* _RECORDS PROVIDED_
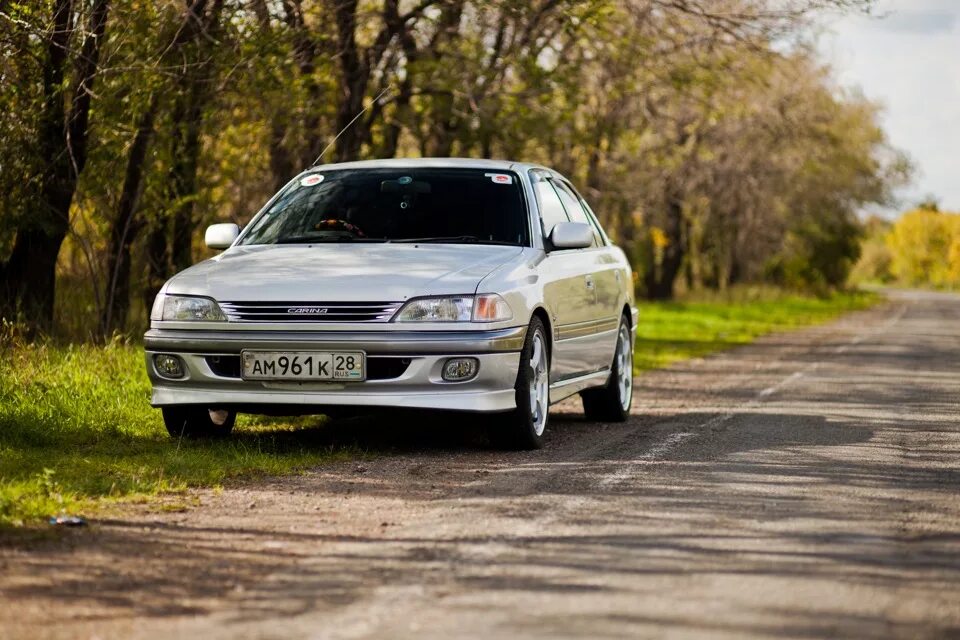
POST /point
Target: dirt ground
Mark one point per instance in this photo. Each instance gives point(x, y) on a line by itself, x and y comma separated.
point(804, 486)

==

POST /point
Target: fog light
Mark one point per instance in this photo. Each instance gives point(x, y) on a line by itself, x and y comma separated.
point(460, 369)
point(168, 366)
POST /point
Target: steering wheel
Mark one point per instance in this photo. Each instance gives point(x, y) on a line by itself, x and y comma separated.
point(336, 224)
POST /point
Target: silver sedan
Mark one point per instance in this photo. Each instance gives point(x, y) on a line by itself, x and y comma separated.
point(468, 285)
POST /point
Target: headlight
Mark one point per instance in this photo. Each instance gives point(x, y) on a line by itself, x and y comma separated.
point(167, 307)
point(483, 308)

* _GIVEN EXERCISE_
Pull out every line in the records above that contains the string "Target". Case counts.

* _TASK ANSWER_
Target: dirt ground
Target: fog light
Target: steering wheel
Target: silver sedan
Target: headlight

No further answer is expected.